● **TASKS TO CARRY OUT**:
- A) Summarize the Lohengrin review in two sentences.
- B) Answer these questions from the Lohengrin review:
(i) Who lit the sets and costumes?
(ii) Where and when did Wagner imagine the tale unfolding?
(iii) What post does Lothar Koenigs hold at WNO?
- C) Transcribe the part of the Lohengrin review that begins at the words "A strong cast" and stops after "National Opera production.".

● **SELECTED PASSAGE**:
Lohengrin, Welsh National Opera, review

A strong cast and richly beautiful sets make the Welsh National Opera's Lohengrin a delight, says Rupert Christiansen.

Mistily romantic: Wagner's Lohengrin
Mistily romantic: Wagner's Lohengrin Credit: Photo: Handout

Lohengrin is the most mistily romantic of Wagner’s mature operas but you would never have guessed it from the way that Antony McDonald has directed and designed it for this new Welsh National Opera production.

A tale the composer imagined unfolding in Brabant during the Dark Ages has time-travelled into a milieu visually redolent of Bismarckian Germany, in which chivalric honour, blood feuds, pagan gods and nameless knights on miraculous boats drawn by swans make no dramatic or historical sense whatsoever.

But I can almost forgive McDonald his groundless flight of fancy because he has stage-managed the action cannily, kept the story free from clutter and produced richly beautiful sets and costumes, elegantly lit by Lucy Carter: the tiled balconied court where Elsa stands trial looking like Jane Eyre, baleful Ortrud in raven-black bombazine, apparitions at windows, soldiers in great coats, the palette of deep whites, browns and purples - well, it may not have meant anything much, but it looked wonderful.

It sounded pretty wonderful too. Informed opinion in this country has been bafflingly slow to acknowledge the considerable stature of WNO’s Music Director Lothar Koenigs, but his conducting of this challenging score will surely enhance his reputation further.

● **GIVEN ENTRIES**:
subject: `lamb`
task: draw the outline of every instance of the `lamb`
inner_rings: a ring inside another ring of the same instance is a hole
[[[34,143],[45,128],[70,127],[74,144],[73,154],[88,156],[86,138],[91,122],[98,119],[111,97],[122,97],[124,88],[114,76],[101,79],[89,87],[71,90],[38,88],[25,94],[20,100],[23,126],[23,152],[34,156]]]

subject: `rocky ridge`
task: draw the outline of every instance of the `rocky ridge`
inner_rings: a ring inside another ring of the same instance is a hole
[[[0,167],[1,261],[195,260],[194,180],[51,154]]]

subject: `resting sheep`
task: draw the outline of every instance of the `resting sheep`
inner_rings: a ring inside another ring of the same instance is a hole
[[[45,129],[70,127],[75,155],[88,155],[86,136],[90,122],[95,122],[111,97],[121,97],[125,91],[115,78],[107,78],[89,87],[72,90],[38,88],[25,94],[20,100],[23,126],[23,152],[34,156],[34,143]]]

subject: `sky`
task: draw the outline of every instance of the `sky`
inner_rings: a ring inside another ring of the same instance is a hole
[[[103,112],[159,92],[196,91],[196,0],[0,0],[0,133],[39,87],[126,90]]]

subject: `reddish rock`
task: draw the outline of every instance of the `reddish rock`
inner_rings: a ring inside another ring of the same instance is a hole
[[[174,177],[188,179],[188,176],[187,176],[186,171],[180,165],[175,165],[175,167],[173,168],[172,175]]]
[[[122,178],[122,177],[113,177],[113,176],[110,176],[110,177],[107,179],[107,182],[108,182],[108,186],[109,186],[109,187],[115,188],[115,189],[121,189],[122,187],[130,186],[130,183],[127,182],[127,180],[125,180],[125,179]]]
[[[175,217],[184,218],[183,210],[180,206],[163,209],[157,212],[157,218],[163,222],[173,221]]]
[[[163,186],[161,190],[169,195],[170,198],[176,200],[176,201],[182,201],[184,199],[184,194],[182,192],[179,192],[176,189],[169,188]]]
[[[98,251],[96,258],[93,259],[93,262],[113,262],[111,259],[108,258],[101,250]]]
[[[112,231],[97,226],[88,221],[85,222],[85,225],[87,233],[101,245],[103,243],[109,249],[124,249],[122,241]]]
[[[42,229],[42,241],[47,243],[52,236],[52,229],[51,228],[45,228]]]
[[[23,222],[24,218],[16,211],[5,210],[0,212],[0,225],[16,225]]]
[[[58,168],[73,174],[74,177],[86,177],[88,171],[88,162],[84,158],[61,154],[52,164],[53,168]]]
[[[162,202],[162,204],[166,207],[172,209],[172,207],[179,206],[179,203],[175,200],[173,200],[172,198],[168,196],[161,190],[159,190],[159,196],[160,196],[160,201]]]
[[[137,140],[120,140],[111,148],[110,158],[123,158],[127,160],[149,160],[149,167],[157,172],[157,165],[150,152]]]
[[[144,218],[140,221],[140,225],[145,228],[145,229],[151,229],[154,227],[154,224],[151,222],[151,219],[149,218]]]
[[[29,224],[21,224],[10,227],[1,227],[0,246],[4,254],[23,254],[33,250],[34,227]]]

● **RESPONSES TO THE EXERCISE**:
- A) Antony McDonald's new Welsh National Opera production of Lohengrin moves Wagner's Dark Ages tale of Brabant into a setting visually redolent of Bismarckian Germany, where its chivalric honour, pagan gods and swan-drawn boats make no dramatic or historical sense. The reviewer still largely forgives this because the action is cannily stage-managed, the sets and costumes are richly beautiful, and Lothar Koenigs conducts the challenging score well.

- B)
(i) Lucy Carter
(ii) In Brabant during the Dark Ages
(iii) Music Director

- C)
A strong cast and richly beautiful sets make the Welsh National Opera's Lohengrin a delight, says Rupert Christiansen.

Mistily romantic: Wagner's Lohengrin
Mistily romantic: Wagner's Lohengrin Credit: Photo: Handout

Lohengrin is the most mistily romantic of Wagner’s mature operas but you would never have guessed it from the way that Antony McDonald has directed and designed it for this new Welsh National Opera production.